=== Set problem ===
Which lines in the records below contain the word "ridge"? Pull out each of those lines and copy it in full.

=== Record extracts ===
• • • • • • •
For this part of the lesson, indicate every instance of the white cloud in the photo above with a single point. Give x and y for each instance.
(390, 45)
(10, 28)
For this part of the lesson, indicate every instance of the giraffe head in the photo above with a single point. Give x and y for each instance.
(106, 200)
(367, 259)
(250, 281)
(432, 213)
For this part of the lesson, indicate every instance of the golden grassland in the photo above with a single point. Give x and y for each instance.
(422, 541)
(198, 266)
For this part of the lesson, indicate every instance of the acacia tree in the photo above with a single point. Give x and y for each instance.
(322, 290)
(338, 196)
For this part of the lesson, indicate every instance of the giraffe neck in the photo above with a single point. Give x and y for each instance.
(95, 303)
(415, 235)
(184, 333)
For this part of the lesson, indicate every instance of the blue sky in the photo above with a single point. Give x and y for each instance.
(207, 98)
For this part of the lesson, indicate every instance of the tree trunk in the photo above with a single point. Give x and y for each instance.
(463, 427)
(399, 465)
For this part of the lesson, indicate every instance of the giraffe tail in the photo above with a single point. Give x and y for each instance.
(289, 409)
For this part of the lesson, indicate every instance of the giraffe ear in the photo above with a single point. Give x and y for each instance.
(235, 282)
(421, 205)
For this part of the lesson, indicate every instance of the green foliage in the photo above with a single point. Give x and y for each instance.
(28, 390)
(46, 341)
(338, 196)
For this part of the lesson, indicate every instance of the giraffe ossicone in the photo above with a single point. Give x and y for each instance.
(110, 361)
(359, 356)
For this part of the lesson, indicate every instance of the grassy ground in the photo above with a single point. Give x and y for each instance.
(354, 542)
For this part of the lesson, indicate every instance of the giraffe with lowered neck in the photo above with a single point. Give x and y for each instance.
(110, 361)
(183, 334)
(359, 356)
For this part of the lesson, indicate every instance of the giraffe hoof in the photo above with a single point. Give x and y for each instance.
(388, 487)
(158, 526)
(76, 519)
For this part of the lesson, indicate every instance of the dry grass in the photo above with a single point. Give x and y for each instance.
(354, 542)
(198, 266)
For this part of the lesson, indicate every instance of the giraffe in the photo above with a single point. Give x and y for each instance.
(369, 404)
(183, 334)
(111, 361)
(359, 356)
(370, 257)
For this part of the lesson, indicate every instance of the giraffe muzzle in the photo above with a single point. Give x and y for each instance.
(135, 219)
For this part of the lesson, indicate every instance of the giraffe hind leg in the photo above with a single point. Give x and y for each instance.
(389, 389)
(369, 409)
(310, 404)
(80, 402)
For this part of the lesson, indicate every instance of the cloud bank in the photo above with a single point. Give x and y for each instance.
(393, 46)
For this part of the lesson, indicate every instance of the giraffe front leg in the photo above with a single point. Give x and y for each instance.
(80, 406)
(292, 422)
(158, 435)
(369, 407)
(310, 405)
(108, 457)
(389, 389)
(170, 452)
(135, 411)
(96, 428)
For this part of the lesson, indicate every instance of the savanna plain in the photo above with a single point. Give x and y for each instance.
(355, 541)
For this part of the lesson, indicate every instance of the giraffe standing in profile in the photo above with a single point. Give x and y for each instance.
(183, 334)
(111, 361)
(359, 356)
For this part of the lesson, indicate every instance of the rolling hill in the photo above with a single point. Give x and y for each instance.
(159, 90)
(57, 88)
• • • • • • •
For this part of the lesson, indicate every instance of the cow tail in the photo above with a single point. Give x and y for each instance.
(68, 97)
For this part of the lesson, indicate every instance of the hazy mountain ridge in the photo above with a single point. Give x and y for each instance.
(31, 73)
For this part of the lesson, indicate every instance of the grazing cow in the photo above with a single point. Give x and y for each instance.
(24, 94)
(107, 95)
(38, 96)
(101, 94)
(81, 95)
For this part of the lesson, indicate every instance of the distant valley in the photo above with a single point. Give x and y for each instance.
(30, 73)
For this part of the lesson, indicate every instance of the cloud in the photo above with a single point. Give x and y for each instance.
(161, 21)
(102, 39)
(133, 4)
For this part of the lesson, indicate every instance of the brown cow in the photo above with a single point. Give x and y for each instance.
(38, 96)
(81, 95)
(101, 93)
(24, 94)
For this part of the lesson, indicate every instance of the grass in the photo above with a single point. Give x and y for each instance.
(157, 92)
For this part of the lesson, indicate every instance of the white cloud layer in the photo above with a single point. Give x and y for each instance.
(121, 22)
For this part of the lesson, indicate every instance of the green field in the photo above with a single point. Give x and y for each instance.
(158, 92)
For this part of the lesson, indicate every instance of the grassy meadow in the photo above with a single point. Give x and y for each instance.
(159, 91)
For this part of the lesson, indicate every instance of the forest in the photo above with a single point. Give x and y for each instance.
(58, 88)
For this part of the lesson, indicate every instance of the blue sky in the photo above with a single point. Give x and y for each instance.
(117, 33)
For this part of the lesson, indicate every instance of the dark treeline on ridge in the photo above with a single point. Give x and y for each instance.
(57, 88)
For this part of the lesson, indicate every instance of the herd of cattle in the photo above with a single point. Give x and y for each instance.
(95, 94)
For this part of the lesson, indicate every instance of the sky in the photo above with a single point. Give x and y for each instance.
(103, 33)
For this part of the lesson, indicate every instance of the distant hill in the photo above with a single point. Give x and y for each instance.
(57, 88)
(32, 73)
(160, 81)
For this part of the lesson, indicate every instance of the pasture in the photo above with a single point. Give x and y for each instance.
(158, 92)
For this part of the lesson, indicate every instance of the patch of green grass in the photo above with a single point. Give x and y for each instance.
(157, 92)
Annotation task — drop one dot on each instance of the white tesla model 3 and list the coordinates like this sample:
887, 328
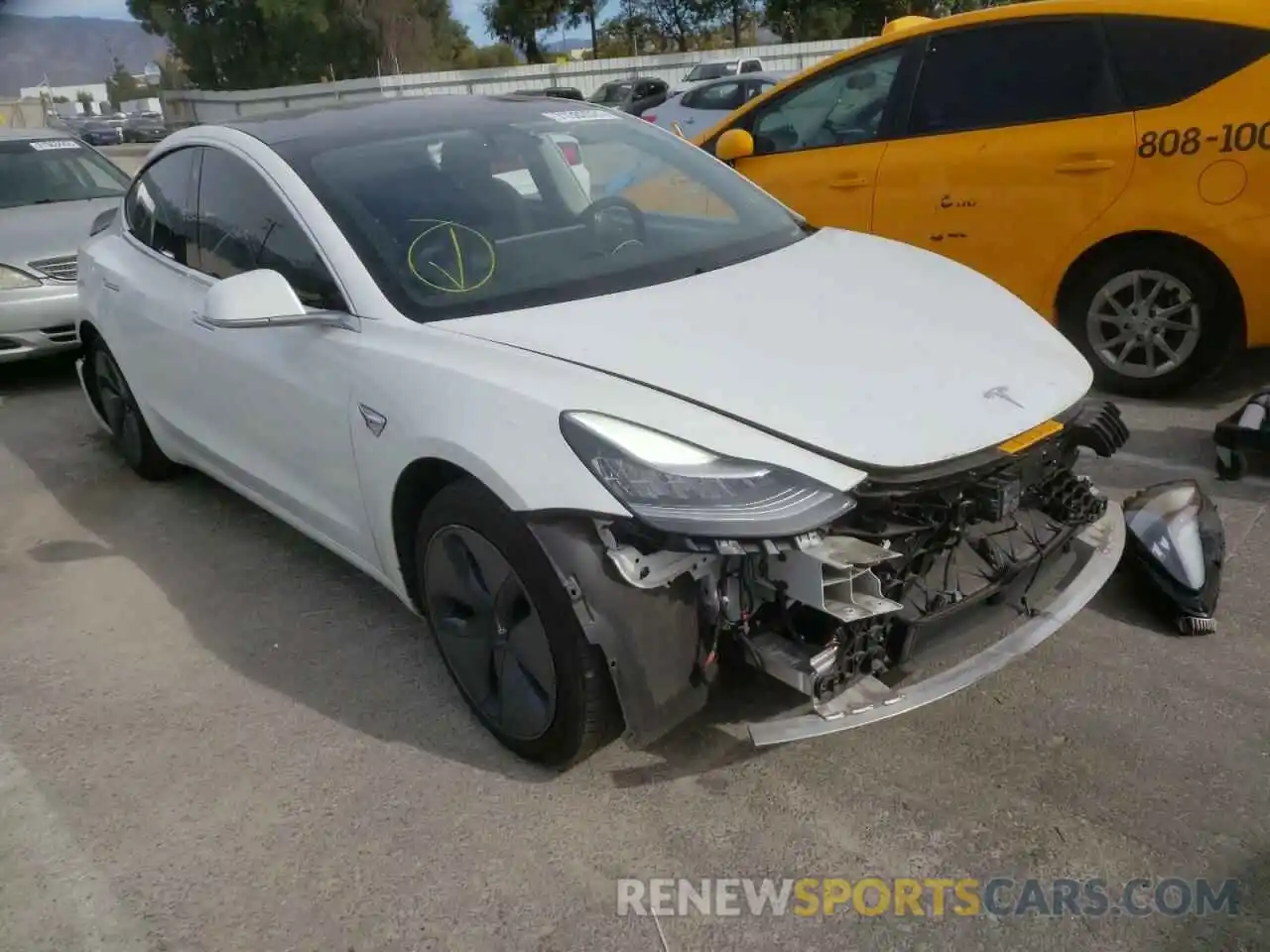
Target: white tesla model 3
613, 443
• • • • • • •
=== Output for this exercise ===
For this part of the lesson, indicate every instance of the hazy mountain ridge in the photo above with a single point. Give x and y for each instance.
For this part of the lesson, indicate every instance of the dark treeline on ridge in the photo above with a single point. Give x and y for each instance.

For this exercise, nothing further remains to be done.